# Activity:
Only one stretch of the data below is wanted: the lines from the one with "horse's eye?" through the one with "collar of red coat?", repeated exactly.

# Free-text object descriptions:
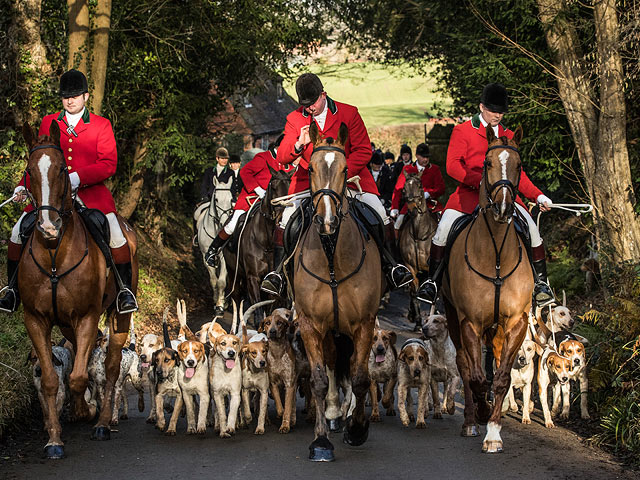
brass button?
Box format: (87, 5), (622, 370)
(68, 138), (73, 143)
(68, 156), (72, 161)
(67, 165), (72, 170)
(68, 148), (72, 152)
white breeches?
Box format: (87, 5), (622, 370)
(11, 211), (127, 249)
(223, 209), (246, 236)
(279, 190), (390, 229)
(432, 203), (542, 248)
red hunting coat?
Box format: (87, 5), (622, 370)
(391, 163), (445, 214)
(234, 149), (295, 211)
(277, 97), (378, 196)
(445, 114), (542, 214)
(21, 110), (118, 214)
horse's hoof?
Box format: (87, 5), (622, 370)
(482, 440), (504, 453)
(327, 418), (341, 432)
(309, 436), (335, 462)
(44, 444), (65, 459)
(461, 424), (480, 437)
(343, 416), (369, 446)
(91, 426), (111, 441)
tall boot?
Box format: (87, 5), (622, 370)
(205, 230), (230, 268)
(261, 226), (286, 296)
(0, 259), (20, 313)
(416, 243), (446, 306)
(531, 244), (555, 307)
(382, 223), (413, 289)
(111, 244), (138, 314)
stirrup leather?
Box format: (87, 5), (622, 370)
(116, 288), (139, 314)
(0, 286), (18, 313)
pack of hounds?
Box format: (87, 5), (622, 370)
(27, 293), (589, 436)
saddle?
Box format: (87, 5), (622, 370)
(225, 200), (262, 253)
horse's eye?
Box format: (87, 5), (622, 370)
(308, 166), (314, 173)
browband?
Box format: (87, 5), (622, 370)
(29, 144), (63, 155)
(312, 145), (346, 156)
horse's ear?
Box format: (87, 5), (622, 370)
(267, 163), (277, 176)
(309, 122), (319, 145)
(486, 124), (496, 144)
(337, 122), (348, 146)
(22, 122), (36, 150)
(512, 125), (523, 146)
(49, 121), (61, 148)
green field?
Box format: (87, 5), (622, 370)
(283, 62), (451, 128)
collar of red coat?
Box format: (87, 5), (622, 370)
(57, 109), (91, 124)
(471, 113), (505, 133)
(300, 96), (338, 118)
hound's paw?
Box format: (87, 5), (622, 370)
(254, 427), (265, 435)
(225, 427), (236, 436)
(220, 431), (231, 438)
(400, 415), (410, 427)
(156, 422), (166, 431)
(559, 411), (569, 420)
(120, 414), (128, 420)
(416, 421), (427, 429)
(164, 429), (176, 436)
(278, 424), (290, 434)
(545, 421), (555, 429)
(509, 405), (518, 413)
(446, 404), (456, 415)
(581, 412), (591, 420)
(187, 426), (196, 434)
(433, 411), (443, 420)
(521, 417), (531, 425)
(197, 426), (206, 435)
(386, 408), (396, 416)
(110, 419), (119, 426)
(408, 413), (415, 422)
(370, 413), (381, 423)
(528, 403), (535, 413)
(146, 416), (157, 424)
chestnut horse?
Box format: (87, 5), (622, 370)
(293, 122), (382, 461)
(20, 123), (138, 458)
(443, 125), (532, 453)
(398, 171), (438, 328)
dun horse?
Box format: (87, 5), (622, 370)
(293, 122), (381, 461)
(224, 167), (293, 324)
(398, 171), (438, 328)
(195, 175), (233, 315)
(20, 123), (138, 458)
(443, 126), (532, 453)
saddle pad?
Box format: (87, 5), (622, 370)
(283, 197), (312, 256)
(225, 201), (262, 253)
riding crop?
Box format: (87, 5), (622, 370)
(0, 194), (17, 209)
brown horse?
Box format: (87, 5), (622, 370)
(293, 122), (382, 461)
(443, 125), (532, 453)
(224, 168), (293, 323)
(20, 123), (138, 459)
(398, 171), (438, 328)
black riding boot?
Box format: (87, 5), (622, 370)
(115, 262), (138, 314)
(382, 224), (413, 289)
(261, 227), (286, 296)
(417, 243), (446, 306)
(532, 258), (555, 307)
(0, 260), (20, 313)
(205, 231), (229, 268)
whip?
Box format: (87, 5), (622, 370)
(0, 194), (17, 209)
(534, 202), (593, 229)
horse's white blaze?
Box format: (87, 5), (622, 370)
(324, 152), (335, 169)
(484, 421), (502, 443)
(499, 150), (509, 215)
(323, 195), (332, 223)
(38, 154), (53, 226)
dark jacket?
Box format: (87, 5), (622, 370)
(200, 165), (235, 201)
(369, 164), (395, 210)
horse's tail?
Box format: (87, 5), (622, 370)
(128, 314), (136, 351)
(162, 307), (172, 348)
(240, 300), (275, 335)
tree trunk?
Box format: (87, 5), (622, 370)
(536, 0), (640, 265)
(90, 0), (112, 115)
(67, 0), (90, 73)
(9, 0), (52, 126)
(118, 134), (150, 220)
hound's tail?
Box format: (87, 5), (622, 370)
(176, 298), (196, 341)
(128, 314), (136, 351)
(162, 307), (172, 348)
(240, 300), (275, 335)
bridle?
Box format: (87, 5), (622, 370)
(403, 176), (427, 215)
(308, 145), (349, 234)
(482, 144), (521, 214)
(25, 144), (73, 220)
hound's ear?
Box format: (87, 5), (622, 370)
(398, 350), (406, 363)
(151, 351), (158, 366)
(171, 350), (180, 362)
(534, 342), (544, 356)
(337, 122), (348, 146)
(49, 120), (61, 148)
(309, 122), (319, 145)
(389, 331), (397, 346)
(257, 321), (265, 333)
(486, 123), (496, 144)
(240, 345), (248, 357)
(512, 125), (523, 146)
(23, 122), (37, 151)
(52, 352), (63, 367)
(547, 357), (555, 370)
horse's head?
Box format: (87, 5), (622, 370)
(308, 121), (348, 236)
(481, 125), (523, 223)
(263, 165), (294, 221)
(23, 122), (73, 241)
(402, 170), (426, 214)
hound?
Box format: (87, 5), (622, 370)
(210, 332), (243, 438)
(289, 309), (314, 422)
(502, 337), (542, 424)
(397, 338), (431, 428)
(368, 326), (398, 422)
(557, 338), (590, 420)
(111, 319), (145, 425)
(537, 349), (574, 428)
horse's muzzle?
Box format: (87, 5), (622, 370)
(37, 217), (62, 240)
(313, 213), (339, 236)
(491, 202), (514, 223)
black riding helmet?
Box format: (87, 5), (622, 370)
(296, 73), (323, 107)
(59, 69), (89, 98)
(480, 83), (508, 113)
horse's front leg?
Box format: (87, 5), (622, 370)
(483, 312), (527, 454)
(460, 319), (491, 424)
(93, 320), (127, 440)
(300, 317), (332, 461)
(344, 322), (373, 446)
(24, 315), (64, 458)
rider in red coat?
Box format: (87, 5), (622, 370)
(390, 143), (445, 231)
(0, 70), (137, 314)
(204, 136), (295, 267)
(260, 73), (413, 296)
(416, 83), (555, 308)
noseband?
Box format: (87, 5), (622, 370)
(483, 144), (522, 211)
(309, 145), (348, 234)
(404, 177), (426, 215)
(26, 144), (73, 219)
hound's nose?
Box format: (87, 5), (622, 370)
(295, 330), (301, 339)
(376, 345), (385, 354)
(574, 358), (581, 366)
(413, 369), (421, 377)
(561, 376), (568, 383)
(269, 329), (278, 339)
(569, 319), (575, 328)
(228, 350), (236, 358)
(259, 360), (266, 367)
(140, 354), (147, 362)
(518, 356), (526, 365)
(187, 359), (195, 367)
(35, 366), (42, 377)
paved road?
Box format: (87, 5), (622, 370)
(0, 292), (634, 479)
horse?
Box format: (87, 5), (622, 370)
(397, 170), (438, 329)
(20, 122), (138, 459)
(442, 125), (532, 453)
(293, 122), (382, 462)
(195, 175), (233, 315)
(224, 166), (293, 325)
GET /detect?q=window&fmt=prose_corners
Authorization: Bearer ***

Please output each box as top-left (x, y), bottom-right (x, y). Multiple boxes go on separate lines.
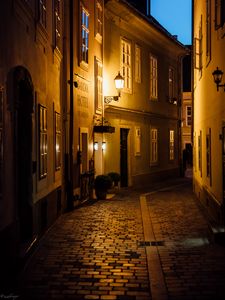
top-left (206, 0), bottom-right (211, 64)
top-left (150, 128), bottom-right (158, 164)
top-left (150, 55), bottom-right (158, 100)
top-left (135, 127), bottom-right (141, 156)
top-left (95, 57), bottom-right (103, 112)
top-left (198, 131), bottom-right (202, 177)
top-left (135, 44), bottom-right (141, 83)
top-left (95, 0), bottom-right (103, 42)
top-left (39, 0), bottom-right (47, 28)
top-left (80, 5), bottom-right (89, 66)
top-left (54, 0), bottom-right (61, 49)
top-left (206, 128), bottom-right (212, 184)
top-left (168, 67), bottom-right (175, 101)
top-left (194, 16), bottom-right (203, 73)
top-left (186, 106), bottom-right (192, 126)
top-left (55, 112), bottom-right (61, 170)
top-left (169, 130), bottom-right (175, 161)
top-left (0, 88), bottom-right (3, 197)
top-left (39, 105), bottom-right (47, 178)
top-left (215, 0), bottom-right (225, 29)
top-left (121, 38), bottom-right (132, 92)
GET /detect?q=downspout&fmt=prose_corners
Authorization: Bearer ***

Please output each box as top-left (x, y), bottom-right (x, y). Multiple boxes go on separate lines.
top-left (68, 0), bottom-right (74, 210)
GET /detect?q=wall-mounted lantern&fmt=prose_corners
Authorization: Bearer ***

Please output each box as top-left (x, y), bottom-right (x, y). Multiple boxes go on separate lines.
top-left (212, 67), bottom-right (225, 91)
top-left (104, 72), bottom-right (124, 104)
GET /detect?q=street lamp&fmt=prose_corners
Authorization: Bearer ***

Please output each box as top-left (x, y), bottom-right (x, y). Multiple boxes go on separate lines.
top-left (212, 67), bottom-right (225, 91)
top-left (104, 72), bottom-right (124, 104)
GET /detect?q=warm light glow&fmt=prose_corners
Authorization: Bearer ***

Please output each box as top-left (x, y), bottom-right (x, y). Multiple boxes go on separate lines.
top-left (114, 72), bottom-right (124, 90)
top-left (102, 142), bottom-right (106, 150)
top-left (94, 142), bottom-right (99, 151)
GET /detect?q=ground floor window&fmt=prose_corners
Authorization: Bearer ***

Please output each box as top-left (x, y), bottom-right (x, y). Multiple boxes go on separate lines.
top-left (150, 128), bottom-right (158, 165)
top-left (39, 105), bottom-right (47, 178)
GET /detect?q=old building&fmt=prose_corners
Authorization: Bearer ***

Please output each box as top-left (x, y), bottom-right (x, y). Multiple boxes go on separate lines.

# Final answer:
horse's eye?
Box format: (87, 5), (622, 370)
(308, 166), (314, 173)
browband?
Box format: (87, 5), (622, 370)
(29, 144), (63, 155)
(312, 145), (346, 156)
horse's ear?
Box format: (87, 5), (622, 370)
(267, 163), (277, 176)
(309, 122), (319, 145)
(486, 124), (496, 144)
(337, 122), (348, 146)
(22, 122), (36, 150)
(512, 125), (523, 146)
(49, 121), (61, 148)
green field?
Box format: (87, 5), (622, 370)
(283, 62), (451, 128)
collar of red coat?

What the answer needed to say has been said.